SET EXERCISE
Rewrite the records below with "food on plate" replaced by "food on dish", leaving every other character unchanged.

PROVIDED RECORDS
===============

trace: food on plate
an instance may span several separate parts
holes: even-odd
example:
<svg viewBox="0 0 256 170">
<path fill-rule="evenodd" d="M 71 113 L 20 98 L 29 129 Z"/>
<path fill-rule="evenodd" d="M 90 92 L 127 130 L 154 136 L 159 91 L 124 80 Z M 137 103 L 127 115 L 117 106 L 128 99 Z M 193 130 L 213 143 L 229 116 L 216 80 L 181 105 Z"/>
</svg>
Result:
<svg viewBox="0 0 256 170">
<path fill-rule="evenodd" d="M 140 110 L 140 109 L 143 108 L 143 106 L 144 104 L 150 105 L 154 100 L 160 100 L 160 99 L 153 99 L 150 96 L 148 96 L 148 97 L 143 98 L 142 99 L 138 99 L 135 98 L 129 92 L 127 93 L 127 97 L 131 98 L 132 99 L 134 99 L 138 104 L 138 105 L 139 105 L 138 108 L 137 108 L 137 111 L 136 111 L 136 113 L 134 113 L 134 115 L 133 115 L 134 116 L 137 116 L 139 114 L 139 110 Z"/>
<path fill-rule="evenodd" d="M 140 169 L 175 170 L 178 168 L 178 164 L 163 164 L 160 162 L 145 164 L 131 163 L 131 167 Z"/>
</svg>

===============

FULL OUTPUT
trace: food on dish
an instance may span several separate parts
holes: even-odd
example:
<svg viewBox="0 0 256 170">
<path fill-rule="evenodd" d="M 71 113 L 20 98 L 29 129 Z"/>
<path fill-rule="evenodd" d="M 90 92 L 127 130 L 154 136 L 159 91 L 124 80 Z M 137 103 L 127 115 L 117 106 L 128 99 Z M 193 130 L 213 143 L 229 116 L 216 80 L 181 105 Z"/>
</svg>
Result:
<svg viewBox="0 0 256 170">
<path fill-rule="evenodd" d="M 140 110 L 140 109 L 143 108 L 143 106 L 144 104 L 150 105 L 154 100 L 160 100 L 160 99 L 153 99 L 150 96 L 148 96 L 148 97 L 143 98 L 142 99 L 138 99 L 135 98 L 129 92 L 127 93 L 127 97 L 131 98 L 132 99 L 134 99 L 138 104 L 138 105 L 139 105 L 138 108 L 137 108 L 137 111 L 136 111 L 136 113 L 134 113 L 134 115 L 133 115 L 134 116 L 137 116 L 139 114 L 139 110 Z"/>
<path fill-rule="evenodd" d="M 140 169 L 175 170 L 178 168 L 178 164 L 163 164 L 160 162 L 145 164 L 131 163 L 131 167 Z"/>
</svg>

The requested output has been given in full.